* **WHAT THE TASK ASKS**
Give every line of the data below as a JSON list of strings, one string per line, with blank lines left out. Leave out the pictures.
:: INPUT DATA ::
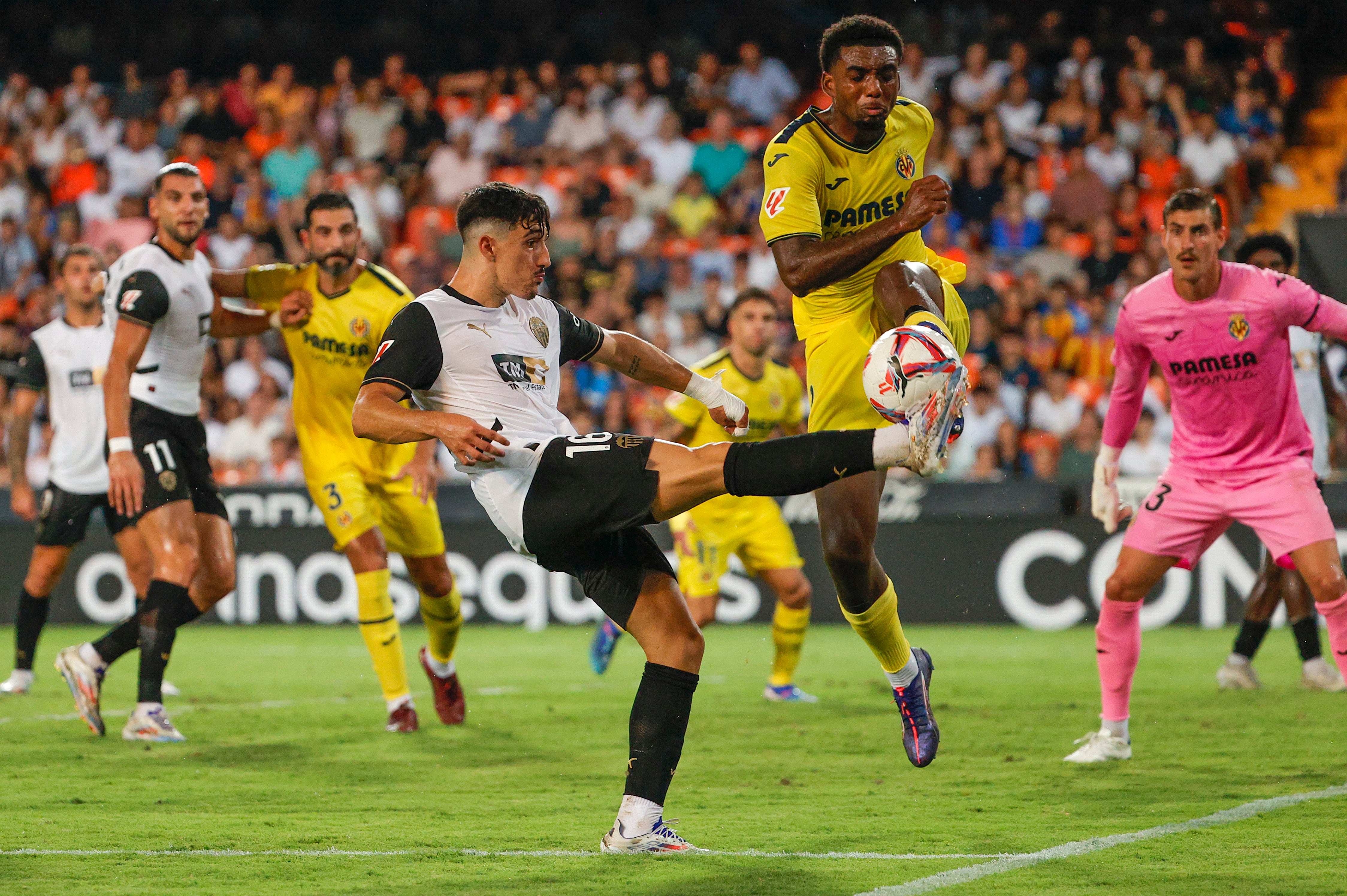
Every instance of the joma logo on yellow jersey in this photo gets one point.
(337, 347)
(864, 214)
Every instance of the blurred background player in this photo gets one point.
(1241, 449)
(844, 208)
(375, 498)
(67, 362)
(158, 465)
(1276, 584)
(751, 527)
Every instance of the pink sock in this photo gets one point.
(1335, 614)
(1117, 649)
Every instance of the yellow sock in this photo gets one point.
(881, 630)
(383, 636)
(789, 630)
(444, 620)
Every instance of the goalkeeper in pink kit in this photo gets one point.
(1241, 449)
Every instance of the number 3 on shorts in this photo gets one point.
(1153, 504)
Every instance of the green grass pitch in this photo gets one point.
(286, 751)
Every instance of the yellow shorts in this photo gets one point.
(751, 527)
(352, 506)
(834, 362)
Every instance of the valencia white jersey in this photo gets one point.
(69, 363)
(1307, 351)
(500, 367)
(151, 287)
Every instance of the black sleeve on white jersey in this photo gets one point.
(143, 298)
(410, 355)
(31, 370)
(580, 339)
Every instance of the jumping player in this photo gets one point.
(751, 527)
(368, 492)
(67, 362)
(844, 209)
(1275, 252)
(480, 358)
(158, 469)
(1241, 448)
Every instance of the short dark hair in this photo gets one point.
(1193, 200)
(504, 203)
(327, 201)
(751, 294)
(857, 31)
(1257, 243)
(177, 169)
(83, 250)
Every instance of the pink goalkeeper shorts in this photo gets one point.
(1185, 515)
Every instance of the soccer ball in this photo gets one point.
(904, 368)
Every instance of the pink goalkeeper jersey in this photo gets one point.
(1228, 362)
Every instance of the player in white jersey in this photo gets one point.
(67, 362)
(481, 355)
(158, 468)
(1275, 582)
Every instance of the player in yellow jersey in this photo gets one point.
(375, 498)
(844, 209)
(751, 527)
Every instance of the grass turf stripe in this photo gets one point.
(957, 876)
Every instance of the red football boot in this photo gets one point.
(449, 693)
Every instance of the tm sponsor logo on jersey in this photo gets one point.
(522, 373)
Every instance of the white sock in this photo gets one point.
(904, 676)
(891, 447)
(638, 816)
(444, 670)
(91, 655)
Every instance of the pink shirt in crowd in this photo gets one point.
(1228, 362)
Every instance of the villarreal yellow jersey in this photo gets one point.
(330, 355)
(819, 185)
(775, 399)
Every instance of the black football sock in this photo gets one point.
(166, 608)
(659, 723)
(120, 641)
(28, 627)
(798, 464)
(1251, 636)
(1307, 638)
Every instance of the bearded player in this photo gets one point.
(1241, 449)
(844, 209)
(751, 527)
(375, 498)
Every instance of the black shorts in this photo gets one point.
(64, 517)
(585, 512)
(172, 449)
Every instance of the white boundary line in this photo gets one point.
(1096, 844)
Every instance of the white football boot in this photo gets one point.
(1100, 747)
(659, 840)
(1239, 677)
(1318, 676)
(150, 723)
(19, 682)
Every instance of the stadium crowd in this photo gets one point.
(1061, 155)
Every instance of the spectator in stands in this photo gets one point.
(760, 88)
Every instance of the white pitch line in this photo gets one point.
(1082, 847)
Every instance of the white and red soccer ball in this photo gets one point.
(904, 368)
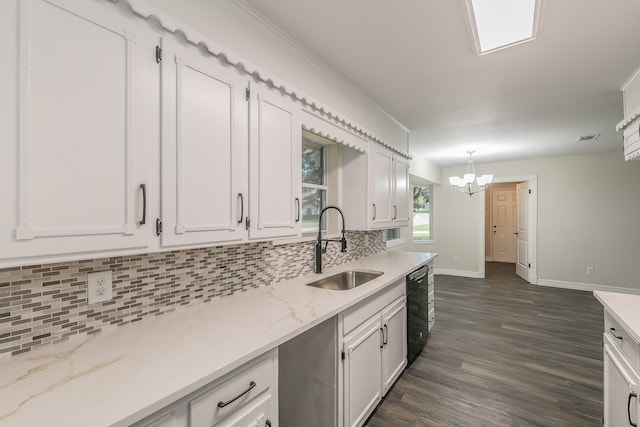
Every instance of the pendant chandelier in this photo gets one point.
(469, 183)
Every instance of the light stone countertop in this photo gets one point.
(625, 308)
(124, 374)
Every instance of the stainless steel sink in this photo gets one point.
(346, 280)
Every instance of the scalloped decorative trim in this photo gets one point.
(145, 10)
(627, 120)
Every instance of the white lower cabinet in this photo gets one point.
(621, 376)
(246, 397)
(394, 335)
(362, 371)
(374, 352)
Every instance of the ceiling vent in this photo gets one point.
(587, 138)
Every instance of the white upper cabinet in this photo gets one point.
(401, 200)
(375, 188)
(274, 165)
(204, 148)
(77, 120)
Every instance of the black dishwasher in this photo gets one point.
(417, 312)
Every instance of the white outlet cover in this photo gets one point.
(100, 287)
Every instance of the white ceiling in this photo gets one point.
(417, 61)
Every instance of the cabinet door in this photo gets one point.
(394, 352)
(620, 390)
(381, 162)
(75, 156)
(274, 166)
(362, 373)
(204, 148)
(401, 209)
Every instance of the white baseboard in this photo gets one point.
(586, 286)
(460, 273)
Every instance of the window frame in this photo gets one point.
(325, 179)
(430, 224)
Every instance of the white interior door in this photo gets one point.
(504, 212)
(522, 231)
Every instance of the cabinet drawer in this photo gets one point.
(632, 140)
(360, 313)
(629, 347)
(204, 410)
(255, 414)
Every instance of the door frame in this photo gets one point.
(533, 224)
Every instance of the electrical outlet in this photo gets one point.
(100, 287)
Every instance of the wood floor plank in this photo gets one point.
(503, 353)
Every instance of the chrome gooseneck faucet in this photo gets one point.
(319, 249)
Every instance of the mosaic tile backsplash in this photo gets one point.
(45, 304)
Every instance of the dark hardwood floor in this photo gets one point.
(503, 353)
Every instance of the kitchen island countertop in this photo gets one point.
(121, 375)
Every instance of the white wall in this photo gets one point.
(588, 209)
(424, 171)
(231, 27)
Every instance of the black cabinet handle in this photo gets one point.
(144, 204)
(613, 332)
(222, 404)
(241, 197)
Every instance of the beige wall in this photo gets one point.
(488, 198)
(588, 209)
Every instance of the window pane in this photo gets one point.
(313, 200)
(421, 212)
(312, 164)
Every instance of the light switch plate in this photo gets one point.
(100, 287)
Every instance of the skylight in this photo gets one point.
(497, 24)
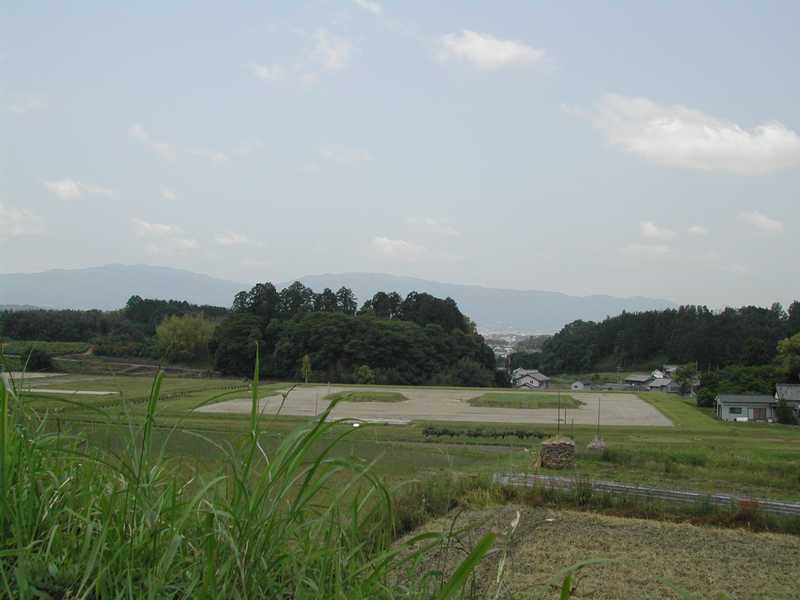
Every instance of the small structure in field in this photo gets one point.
(746, 407)
(597, 444)
(557, 453)
(531, 379)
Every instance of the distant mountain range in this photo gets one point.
(493, 309)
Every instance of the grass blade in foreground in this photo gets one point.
(287, 520)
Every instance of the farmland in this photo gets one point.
(696, 452)
(434, 466)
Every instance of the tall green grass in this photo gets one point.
(84, 522)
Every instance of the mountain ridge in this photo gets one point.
(108, 287)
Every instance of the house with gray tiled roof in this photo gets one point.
(529, 378)
(745, 407)
(789, 393)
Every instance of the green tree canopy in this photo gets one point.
(184, 338)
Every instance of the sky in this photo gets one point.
(623, 148)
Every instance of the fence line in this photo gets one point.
(614, 487)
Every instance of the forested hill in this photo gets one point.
:::
* **RIGHT ANSWER**
[
  "Every instance of the joma logo on yellow jersey in this photo gets one point.",
  "(337, 347)",
  "(864, 214)",
  "Every instance of the blurred background player in this photo gets one point.",
  "(1241, 449)",
  "(844, 208)",
  "(375, 498)",
  "(67, 362)",
  "(158, 465)",
  "(1276, 584)",
  "(751, 527)",
  "Every instance of the pink sock in this photo gets one point.",
  "(1335, 614)",
  "(1117, 649)",
  "Every instance of the yellow sock in this photo gets one point.",
  "(881, 630)",
  "(383, 636)",
  "(789, 630)",
  "(444, 620)",
  "Every instance of the goalkeeper in pink kit in this photo gets one point.",
  "(1241, 449)",
  "Every instance of the number 3 on shorts in this photo gets one point.",
  "(1153, 504)",
  "Every instance of the green grass pitch in this photo gets one point.",
  "(286, 751)",
  "Every instance of the yellow shorts in this photo gets one point.",
  "(751, 527)",
  "(352, 506)",
  "(834, 362)",
  "Every instance of the valencia white jersey in this photo gets one point.",
  "(69, 363)",
  "(1307, 351)",
  "(500, 367)",
  "(151, 287)",
  "Every instance of the black sleeve on white jersey in this photo gets one point.",
  "(143, 298)",
  "(410, 355)",
  "(31, 370)",
  "(580, 339)",
  "Every instance of the jumping player in this photo gets one point.",
  "(751, 527)",
  "(368, 492)",
  "(67, 362)",
  "(844, 209)",
  "(1275, 252)",
  "(480, 358)",
  "(158, 469)",
  "(1241, 448)",
  "Every instance of the short dark hair in this photo gets one point.",
  "(1193, 200)",
  "(504, 203)",
  "(327, 201)",
  "(751, 294)",
  "(857, 31)",
  "(1257, 243)",
  "(177, 169)",
  "(83, 250)",
  "Every instance of the pink goalkeeper shorts in this photo gets one point.",
  "(1185, 515)",
  "Every instance of the soccer ball in this photo gets one point.",
  "(904, 368)",
  "Every instance of the pink goalkeeper jersey in this photo gets one point.",
  "(1228, 362)",
  "Every instance of the player in white jersey in this photo gets one point.",
  "(67, 362)",
  "(481, 355)",
  "(158, 468)",
  "(1275, 582)",
  "Every instance of the player in yellow jersey in this photo gets one point.",
  "(375, 498)",
  "(844, 209)",
  "(751, 527)",
  "Every instance of the grass turf stripe in this photo gets one point.",
  "(957, 876)",
  "Every instance of the red football boot in this photo gets one point.",
  "(449, 693)",
  "Every instance of the tm sponsor logo on jersey in this photo gets one point.",
  "(522, 373)",
  "Every instance of the white sock in this photo gets one point.",
  "(904, 676)",
  "(891, 447)",
  "(638, 816)",
  "(444, 670)",
  "(91, 655)",
  "Every instance of the pink shirt in crowd in this photo gets one point.",
  "(1228, 362)",
  "Every instance of the villarreal yellow jersey in this photo gets one point.",
  "(330, 355)",
  "(819, 185)",
  "(775, 399)",
  "Every instance of the black football sock in this photo gets one point.",
  "(166, 608)",
  "(659, 723)",
  "(120, 641)",
  "(28, 627)",
  "(798, 464)",
  "(1251, 636)",
  "(1307, 638)",
  "Every instance of the bearded player in this photo gets one point.",
  "(1241, 449)",
  "(844, 209)",
  "(751, 527)",
  "(375, 498)",
  "Every instance of the black shorts in this photo gets one point.",
  "(64, 517)",
  "(585, 512)",
  "(172, 449)",
  "Every instance of the white boundary line in this photo gets one point.",
  "(1096, 844)",
  "Every instance of the white football boot in this photo gets one point.",
  "(1100, 747)",
  "(659, 840)",
  "(1239, 677)",
  "(1318, 676)",
  "(150, 723)",
  "(19, 682)",
  "Every instance of the stadium crowd in this photo gets one point.",
  "(1061, 155)",
  "Every instance of the spectator in stands in this photo gets one point.",
  "(760, 88)",
  "Every instance of the white pitch line in this photo gets one point.",
  "(1082, 847)",
  "Every instance of the white and red soccer ball in this photo gets one point.",
  "(904, 368)",
  "Every instance of the pendant chandelier in this photo gets one point.",
  "(469, 183)",
  "Every instance of the light stone countertop in this photo gets one point.",
  "(625, 308)",
  "(124, 374)",
  "Every instance of the stainless steel sink in this photo gets one point.",
  "(346, 280)",
  "Every instance of the scalloped decorative trim in this photo gets one point.",
  "(145, 10)",
  "(627, 120)",
  "Every instance of the white lower cabinet in this photo gets one point.",
  "(621, 376)",
  "(246, 397)",
  "(394, 335)",
  "(362, 371)",
  "(374, 352)",
  "Every instance of the ceiling vent in this photo gets one point.",
  "(587, 138)",
  "Every instance of the white upper cabinet in this photo gets one point.",
  "(401, 200)",
  "(375, 188)",
  "(274, 165)",
  "(204, 148)",
  "(77, 120)",
  "Every instance of the black dishwasher in this photo gets one point.",
  "(417, 312)",
  "Every instance of the white outlet cover in this photo gets one point.",
  "(100, 287)",
  "Every instance of the white ceiling in this photo gets one point.",
  "(417, 61)",
  "Every instance of the cabinet door in this photo gets one point.",
  "(394, 352)",
  "(620, 390)",
  "(381, 162)",
  "(75, 156)",
  "(274, 166)",
  "(362, 373)",
  "(204, 148)",
  "(401, 209)",
  "Every instance of the white baseboard in this photo gets one point.",
  "(586, 286)",
  "(460, 273)",
  "Every instance of the window frame in this photo gets one point.",
  "(325, 179)",
  "(430, 224)",
  "Every instance of the white interior door in this photo gets one point.",
  "(504, 212)",
  "(522, 231)",
  "Every instance of the cabinet drawer in this photo gets one point.",
  "(632, 140)",
  "(360, 313)",
  "(629, 347)",
  "(204, 410)",
  "(255, 414)",
  "Every instance of the door frame in this photo gets one point.",
  "(533, 224)",
  "Every instance of the electrical outlet in this photo gets one point.",
  "(100, 287)",
  "Every instance of the wood floor plank in this photo gets one point.",
  "(503, 353)",
  "Every instance of the chrome gooseneck faucet in this photo gets one point.",
  "(319, 249)",
  "Every instance of the mosaic tile backsplash in this photo gets one point.",
  "(45, 304)",
  "Every instance of the dark hardwood floor in this photo gets one point.",
  "(503, 353)",
  "Every instance of the kitchen island countertop in this photo gets one point.",
  "(121, 375)",
  "Every instance of the white wall in this photo gets one point.",
  "(588, 209)",
  "(424, 171)",
  "(231, 27)",
  "Every instance of the black cabinet handle in this photo gets one point.",
  "(144, 204)",
  "(613, 332)",
  "(222, 404)",
  "(241, 197)",
  "Every instance of the beige wall in this photo gets one point.",
  "(488, 198)",
  "(588, 209)",
  "Every instance of the window pane in this photo gets one point.",
  "(313, 200)",
  "(421, 212)",
  "(312, 164)",
  "Every instance of the light switch plate in this photo gets one point.",
  "(100, 287)",
  "Every instance of the skylight in this photo gets one point.",
  "(497, 24)",
  "Every instance of the small structure in field in this photo gets one point.",
  "(746, 407)",
  "(597, 444)",
  "(557, 453)",
  "(531, 379)",
  "Every instance of the distant mountain range in this photo gets one point.",
  "(493, 309)",
  "Every instance of the grass blade in foreground in this photo gets one point.",
  "(287, 520)",
  "Every instance of the farmland in this photo gets one point.",
  "(696, 452)",
  "(434, 466)",
  "Every instance of the tall green grass in this photo gets one point.",
  "(84, 522)",
  "Every instance of the mountain ridge in this photo gets one point.",
  "(108, 287)",
  "Every instance of the house with gray tiled roof in this photo gets one point.",
  "(529, 378)",
  "(745, 407)",
  "(789, 393)",
  "Every instance of the green tree canopy in this photo gets one point.",
  "(184, 338)",
  "Every instance of the sky in this photo gets one point.",
  "(623, 148)",
  "Every instance of the fence line in this photo gets one point.",
  "(614, 487)",
  "Every instance of the forested hill in this photo gets one point."
]